→ **Given entries**

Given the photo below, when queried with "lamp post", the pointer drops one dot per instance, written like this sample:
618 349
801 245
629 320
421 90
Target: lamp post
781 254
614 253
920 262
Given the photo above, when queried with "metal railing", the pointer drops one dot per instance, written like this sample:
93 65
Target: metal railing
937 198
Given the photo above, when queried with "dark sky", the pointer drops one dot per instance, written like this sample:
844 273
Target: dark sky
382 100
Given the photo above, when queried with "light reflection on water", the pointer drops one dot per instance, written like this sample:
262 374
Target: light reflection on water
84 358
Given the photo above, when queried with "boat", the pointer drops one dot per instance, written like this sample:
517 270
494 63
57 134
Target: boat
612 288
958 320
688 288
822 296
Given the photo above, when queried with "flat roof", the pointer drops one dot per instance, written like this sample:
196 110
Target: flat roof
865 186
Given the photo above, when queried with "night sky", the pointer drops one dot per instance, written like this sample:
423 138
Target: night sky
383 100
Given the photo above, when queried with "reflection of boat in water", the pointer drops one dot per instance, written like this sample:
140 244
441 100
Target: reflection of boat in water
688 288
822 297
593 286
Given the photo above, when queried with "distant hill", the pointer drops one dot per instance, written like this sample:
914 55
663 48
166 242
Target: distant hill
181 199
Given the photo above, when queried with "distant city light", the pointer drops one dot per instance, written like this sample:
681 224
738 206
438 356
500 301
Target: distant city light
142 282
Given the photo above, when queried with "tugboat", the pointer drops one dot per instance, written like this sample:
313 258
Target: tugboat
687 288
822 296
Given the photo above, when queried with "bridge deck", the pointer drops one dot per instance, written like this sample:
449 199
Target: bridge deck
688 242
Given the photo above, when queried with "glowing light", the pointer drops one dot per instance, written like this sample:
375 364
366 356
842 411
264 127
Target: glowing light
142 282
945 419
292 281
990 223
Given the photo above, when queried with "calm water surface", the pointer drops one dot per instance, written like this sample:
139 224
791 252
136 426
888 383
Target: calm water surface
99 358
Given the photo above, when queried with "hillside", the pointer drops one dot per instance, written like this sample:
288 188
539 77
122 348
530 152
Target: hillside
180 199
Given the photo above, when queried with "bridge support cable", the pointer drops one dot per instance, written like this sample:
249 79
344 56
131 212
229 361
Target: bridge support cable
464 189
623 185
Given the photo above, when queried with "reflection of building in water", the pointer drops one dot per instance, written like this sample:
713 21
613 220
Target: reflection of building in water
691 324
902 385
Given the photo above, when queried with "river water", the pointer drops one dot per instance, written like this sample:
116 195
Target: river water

→ **What you need to do**
Count the lines of the items above that contain the string "lamp". Reply with the number alone.

→ **Response to the task**
2